**Trecho selecionado**:
Medidas da MP 1.303 e arrecadação esperada em 2026
▶️ Aumento da alíquota sobre bets, de 12% para 18% sobre a receita líquida (GGR): ministro da Fazenda, Fernando Haddad, diz que setor tem um lucro bruto de R$ 40 bilhões por ano e defende mais impostos. Se confirmada, medida vai incrementar os cofres públicos com R$ 1,7 bilhão em 2026.
▶️Juros sobre capital próprio: aumento da taxação dos juros sobre capital próprio (JCP) — mecanismo utilizado pelas empresas — de 15% para 20%. Se levada adiante, ação vai aumentar as receitas em R$ 5 bilhões no próximo ano.
▶️Aumento de zero para 5% na taxação dos chamados títulos incentivados, como LCI, LCA: ministro Haddad diz que o custo da isenção é alto, de R$ 41 bilhões por ano. Governo pretende arrecadar R$ 2,6 bilhões com a medida em 2026.
▶️Governo fixa IR de 17,5% em aplicações financeiras; hoje, taxa é de 15% a 22,5% dependendo do prazo: haverá unificação, se confirmada pelo parlamento, da alíquota em 17,5%. Equipe econômica diz que a medida não tem impacto fiscal, ou seja, não aumenta a arrecadação.
▶️Tributação de criptoativos: Com a mudança promovida pelo governo, os ganhos com “criptoativos” serão tributados com uma alíquota de 17,5% a partir do próximo ano. Governo não divulgou uma estimativa de quanto a medida pode arrecadar.
▶️Taxação de “fintechs” (empresas de tecnologia em serviços financeiros) e de cooperativas: aumento será de 9% para um patamar entre 15% (cooperativas) e 20%. Haddad diz que a medida visa corrigir distorções, pois há “fintechs” de grande porte sendo beneficiadas por uma taxação menor. Governo estima arrecadar R$ 1,6 bilhão em 2026.
➡️Limitação de compensações tributárias: governo diz que a MP traz medidas para coibir “compensações abusivas” de crédito tributário. Medida tem a previsão de elevar a arreadação em R$ 10 bilhões no próximo ano.
➡️Pé de meia dentro do piso de educação: medida inclui o pé de meia, cujo objetivo é manter alunos de ensino médio na escola pública, no cálculo para o piso constitucional de investimentos na educação. A medida, que abre espaço no orçamento de R$ 12 bilhões por ano, reduz os recursos disponíveis para outros programas do Ministério da Educação no mesmo valor.

**Exercícios propostos**:
**A.** Segundo o trecho sobre a MP 1.303, quanto o governo pretende arrecadar em 2026 com a taxação dos títulos incentivados, como LCI e LCA?
**B.** Com base no trecho sobre a MP 1.303, explique por que Haddad defende aumentar a taxação das fintechs.

[Um bloco de dados]

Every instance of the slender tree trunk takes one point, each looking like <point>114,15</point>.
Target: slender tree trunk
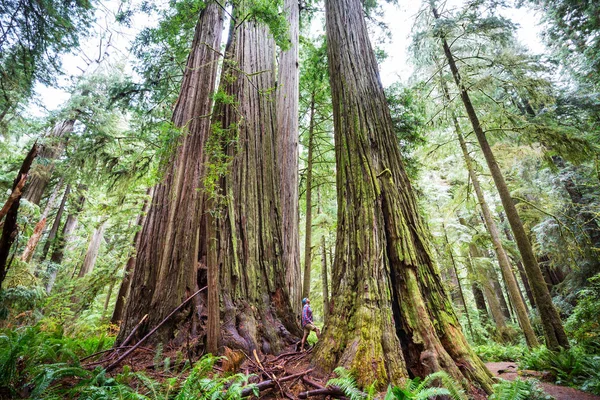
<point>167,260</point>
<point>381,239</point>
<point>459,285</point>
<point>34,239</point>
<point>56,224</point>
<point>254,291</point>
<point>129,267</point>
<point>10,228</point>
<point>92,252</point>
<point>553,330</point>
<point>51,149</point>
<point>65,238</point>
<point>309,182</point>
<point>287,151</point>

**Respostas do exercício**:
**A.** R$ 2,6 bilhões.

**B.** Haddad diz que a medida visa corrigir distorções, pois há fintechs de grande porte beneficiadas por uma taxação menor. Por isso, a alíquota sobe de 9% para um patamar entre 15% (cooperativas) e 20%.